* _Aim of the task_
Would you print all of the entries word for word?

--------------------------------------------------

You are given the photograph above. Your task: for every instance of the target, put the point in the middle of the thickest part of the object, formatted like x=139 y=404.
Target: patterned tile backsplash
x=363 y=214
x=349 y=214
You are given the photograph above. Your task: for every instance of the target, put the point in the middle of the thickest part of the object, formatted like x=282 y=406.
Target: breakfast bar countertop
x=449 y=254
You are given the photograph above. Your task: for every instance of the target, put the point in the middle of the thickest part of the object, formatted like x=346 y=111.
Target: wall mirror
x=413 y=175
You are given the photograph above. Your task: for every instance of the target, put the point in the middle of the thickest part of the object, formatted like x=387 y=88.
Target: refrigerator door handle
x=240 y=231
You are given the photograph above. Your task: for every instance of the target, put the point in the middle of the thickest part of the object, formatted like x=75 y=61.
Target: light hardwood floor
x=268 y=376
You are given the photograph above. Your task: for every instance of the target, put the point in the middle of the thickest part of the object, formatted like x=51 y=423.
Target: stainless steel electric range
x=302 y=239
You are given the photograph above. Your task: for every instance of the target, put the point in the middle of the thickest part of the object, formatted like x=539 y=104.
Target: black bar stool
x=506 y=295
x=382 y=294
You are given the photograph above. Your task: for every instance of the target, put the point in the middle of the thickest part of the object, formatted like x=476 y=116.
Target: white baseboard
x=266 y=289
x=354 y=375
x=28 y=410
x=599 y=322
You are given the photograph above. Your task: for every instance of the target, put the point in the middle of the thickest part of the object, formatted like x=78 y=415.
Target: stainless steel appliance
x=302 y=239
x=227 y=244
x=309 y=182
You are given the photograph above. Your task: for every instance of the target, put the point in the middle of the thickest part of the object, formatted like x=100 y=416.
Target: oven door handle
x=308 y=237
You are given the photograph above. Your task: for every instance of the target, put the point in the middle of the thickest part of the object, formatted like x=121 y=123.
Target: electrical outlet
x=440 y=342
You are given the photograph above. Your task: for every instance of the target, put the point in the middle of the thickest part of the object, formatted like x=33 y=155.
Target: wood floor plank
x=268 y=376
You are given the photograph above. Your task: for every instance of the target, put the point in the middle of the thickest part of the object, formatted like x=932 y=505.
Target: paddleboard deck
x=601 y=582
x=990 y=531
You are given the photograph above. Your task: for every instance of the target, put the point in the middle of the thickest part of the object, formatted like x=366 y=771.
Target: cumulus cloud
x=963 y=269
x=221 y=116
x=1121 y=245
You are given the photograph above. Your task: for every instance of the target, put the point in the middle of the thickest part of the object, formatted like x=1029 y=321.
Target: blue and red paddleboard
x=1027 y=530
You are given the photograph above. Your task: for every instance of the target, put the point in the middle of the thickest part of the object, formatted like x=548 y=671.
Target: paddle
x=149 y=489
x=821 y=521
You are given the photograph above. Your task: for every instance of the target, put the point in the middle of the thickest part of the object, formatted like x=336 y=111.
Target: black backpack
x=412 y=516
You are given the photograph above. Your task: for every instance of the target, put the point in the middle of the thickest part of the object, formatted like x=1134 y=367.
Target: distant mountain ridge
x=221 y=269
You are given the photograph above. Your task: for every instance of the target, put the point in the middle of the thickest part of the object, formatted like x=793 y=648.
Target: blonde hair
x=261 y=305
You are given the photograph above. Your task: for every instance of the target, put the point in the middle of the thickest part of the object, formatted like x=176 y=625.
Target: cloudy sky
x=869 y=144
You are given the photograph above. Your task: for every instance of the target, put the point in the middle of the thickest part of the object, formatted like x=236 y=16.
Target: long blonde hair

--------------------------------------------------

* _Solution to this exercise_
You are given the photograph above. Your task: for every instance of the target, put the point in the middle of the thickest part of the object, formatted like x=139 y=404.
Target: patterned tile backsplash
x=363 y=214
x=349 y=214
You are given the photograph above. Your task: for every instance of the target, put the point in the middle of the thickest part of the object, formatted like x=282 y=406.
Target: breakfast bar countertop
x=449 y=254
You are given the photograph above. Your task: for every instance of the target, put the point in the middle of the thickest part of the object, formatted like x=346 y=111.
Target: wall mirror
x=413 y=175
You are given the photograph above. Your task: for every instance of the target, put the point in the middle of the thickest part of the object, formatted like x=387 y=88.
Target: refrigerator door handle
x=240 y=231
You are given the photograph above. Your task: for every instance of the target, put the point in the middle of the thickest part of the object, formatted like x=75 y=61.
Target: light hardwood floor
x=268 y=376
You are given the photograph above. Your task: for every instance of the target, put the point in the middle of the thickest part of the object, formatted like x=51 y=423.
Target: stainless steel electric range
x=302 y=239
You are given the photograph above. Your task: for every instance of the target, put the point in the middle of the thickest part of the object, formatted like x=539 y=104.
Target: black bar stool
x=506 y=295
x=382 y=294
You are given the photograph above. Your task: for every instance of the target, put the point in the middle of the thickest part of the object, formatted like x=476 y=116.
Target: white baseboard
x=266 y=289
x=354 y=375
x=28 y=410
x=599 y=322
You are given the photograph above. Your task: for every instance of the target, put the point in the middle of the thickest part of the object, formatted like x=78 y=415.
Target: stainless steel appliance
x=302 y=239
x=227 y=244
x=309 y=182
You are given the photograph above. Your task: for every instance of the target, put the point in the middle of the thickest part of the object, formatted like x=100 y=416.
Target: oven door handle
x=308 y=237
You are given the photograph above. Your task: for every instance of the target, put the point in the middle of the thickest part of the object, formatted like x=121 y=123.
Target: electrical outlet
x=440 y=342
You are given the photograph above. Your task: for every instance of the target, put the point in the middle of the thickest part of the object, formatted like x=33 y=155.
Target: wood floor plank
x=268 y=376
You are given the photograph above. Your task: for every instance of the target, put the point in the middle of the thickest part of the object, formatted like x=932 y=505.
Target: paddleboard deck
x=601 y=582
x=990 y=531
You are given the photograph above. Your task: for every instance of the target, put the point in the middle of the thickest part of the object, formatted like x=366 y=771.
Target: cumulus cloud
x=963 y=269
x=221 y=116
x=1121 y=245
You are given the photograph above. Your task: for every instance of the target, put the point in the middle of the thickest part of the object, formatted like x=1029 y=321.
Target: blue and red paddleboard
x=1027 y=530
You are given the photograph above. Your task: for every instance of the target, put the point in the middle of the thickest part of the object, formatted like x=548 y=671.
Target: paddle
x=149 y=489
x=821 y=521
You are given the photograph above. Your task: for every instance of the target, put the point in the middle of the thickest part of the object, formatted like x=336 y=111.
Target: black backpack
x=412 y=516
You are given the photograph above. Your task: for every instance of the target, put the point in the middle of the thickest part of the object, formatted like x=1134 y=367.
Target: distant mountain ridge
x=221 y=269
You are given the photograph above. Your task: for every instance of the target, put the point in the middle of the thickest part of the object, formatted like x=793 y=648.
Target: blonde hair
x=261 y=305
You are given the photograph above. Your task: for every instance of the target, put the point in the middle of the thickest part of the object, formatted like x=176 y=625.
Target: cloudy sky
x=869 y=144
You are given the photograph above. Your task: for every instance of the target, put the point in the middle of the thickest part of the object, formatted like x=236 y=16.
Target: long blonde hair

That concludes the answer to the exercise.